§ Source text:
Ricgraph scripts can be found in various places:
- Directory harvest: scripts for harvesting sources and inserting the results in Ricgraph. Documentation for these scripts.
- Directory import_export: scripts to export items from Ricgraph. Documentation for these scripts (this file).
- Directory enhance: scripts for finding and enriching items from Ricgraph. Documentation for these scripts (this file).
- The module code ricgraph.py can be found in directory ricgraph.
- The code for Ricgraph Explorer can be found in directory ricgraph_explorer.
- Documentation for writing your own scripts.
All code is documented and hints to use it can be found in the source files.
Return to main README.md file.
To construct a Ricgraph from a csv file, use the script construct_ricgraph_from_csv.py. You can find this script in the directory import_export.
Nodes and edges are inserted with Ricgraph calls. That means, that nodes are inserted in pairs connected by an edge. Person-root nodes cannot be inserted with this script, they will be created whenever necessary. If a node in the nodes import file is not connected to another node by an edge in de the edge import file, it will not be created. This is due to the way Ricgraph works.
This script is different compared to Import nodes and edges from a csv file, raw version and Export nodes and edges to a csv file, raw version, since the "raw" scripts import and export with Cypher queries.
Usage:
construct_ricgraph_from_csv.py [options]
Options:
--empty_ricgraph <yes|no>
'yes': Ricgraph will be emptied before importing.
'no': Ricgraph will not be emptied before importing.
If this option is not present, the script will prompt the user
what to do.
--filename <filename>
Import nodes and edges from a csv file starting with <filename>.
The file with nodes is <filename>-nodes.csv.
The file with edges is <filename>-edges.csv.
The import file containing nodes should be a csv file. At least the following columns should be present:
- name
- category
- value
Other fields that may be present:
- All fields in parameter ricgraph_properties_additional in the Ricgraph initialization file, but not the fields source_event and history_event.
The import file containing edges should be a csv file containing exactly four columns:
- name_from, value_from: the from node for the edge.
- name_to, value_to: the to node for the edge.
To import nodes and edges from a csv file, use the script ricgraph_import_raw_from_csv.py. You can find this script in the directory import_export.
This is a "raw" import, because person-root nodes are also imported, as are the connections between e.g. an ORCID node and its person-root node. When you do the import, all nodes and edges will be inserted directly in the graph database backend using a Cypher query. That means that no checking is done at all if the resulting nodes and edges conform to the "Ricgraph model". This may result in a graph not consistent with the Ricgraph model. Due to this, Ricgraph Explorer may not work as expected.

§ Goals:
- A) Pick out each line of the listing that contains the word "image", with case counting.
- B) Carry on the Ricgraph scripts documentation from the point where it stops.

§ Material supplied:
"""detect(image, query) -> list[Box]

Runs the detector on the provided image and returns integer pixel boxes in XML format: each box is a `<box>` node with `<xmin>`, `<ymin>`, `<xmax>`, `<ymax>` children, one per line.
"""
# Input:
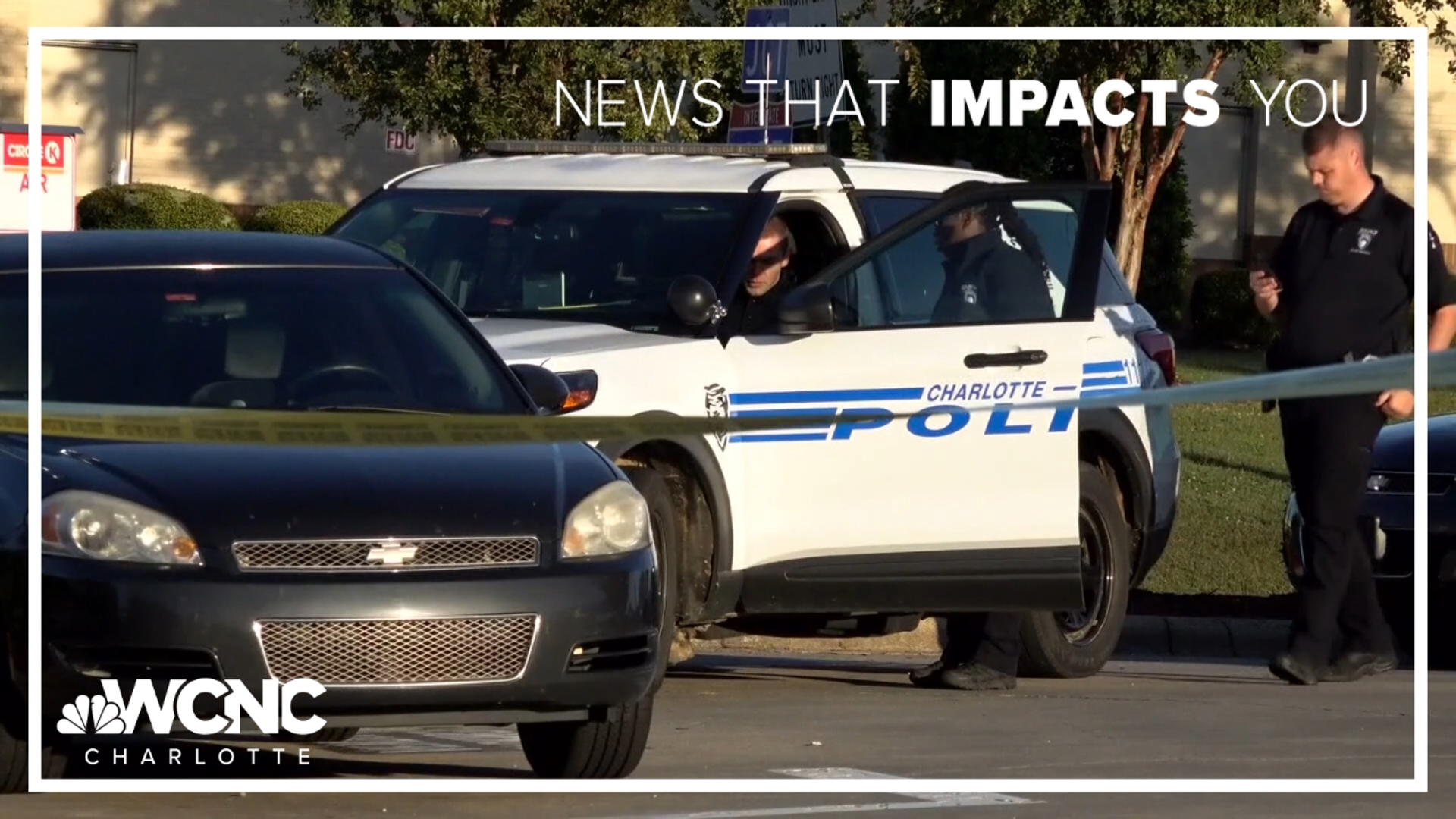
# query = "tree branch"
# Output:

§ Set of answers:
- A)
"""detect(image, query) -> list[Box]
Runs the detector on the provided image and returns integer pixel boxes in XML format: each box is a `<box>` node with `<xmin>`, `<ymin>`, `<xmax>`, `<ymax>` children, one per line.

- B)
This script forms a pair with Export nodes and edges to a csv file, raw version.
Usage:
ricgraph_import_raw_from_csv.py [options]
Options:
--empty_ricgraph <yes|no>
'yes': Ricgraph will be emptied before importing.
'no': Ricgraph will not be emptied before importing.
If this option is not present, the script will prompt the user
what to do.
--filename <filename>
Import nodes and edges from a csv file starting with <filename>.
The file with nodes is <filename>-nodes.csv.
The file with edges is <filename>-edges.csv.
The import file containing nodes should be a csv file. At least the following columns should be present:
- name
- category
- value
- _key
Other fields that may be present:
- The remaining fields in parameter ricgraph_properties_hidden in the Ricgraph initialization file.
- The fields in parameter ricgraph_properties_additional in the Ricgraph initialization file.
The import file containing edges should be a csv file containing exactly four columns:
- name_from, value_from: the from node for the edge.
- name_to, value_to: the to node for the edge.
For an example import file, export the nodes and edges in Ricgraph using Export nodes and edges to a csv file, raw version.
To export nodes and edges to a csv file, use the script ricgraph_export_raw_to_csv.py. You can find this script in the directory import_export.
This is a "raw" export, because person-root nodes are also exported, as are the connections between e.g. an ORCID node and its person-root node. The export is done using a Cypher query. When you import the export generated by this script, all nodes and edges will be inserted directly in the graph database backend using a Cypher query. That means that no checking is done at all if the resulting nodes and edges conform to the "Ricgraph model". This may result in a graph not consistent with the Ricgraph model. Due to this, Ricgraph Explorer may not work as expected.
This script forms a pair with Import nodes and edges from a csv file, raw version.
Usage:
ricgraph_export_raw_to_csv.py [options]
Options:
--filename <filename>
Export all nodes and edges in Ricgraph
to a csv file starting with <filename>.
The file with nodes is <filename>-nodes.csv.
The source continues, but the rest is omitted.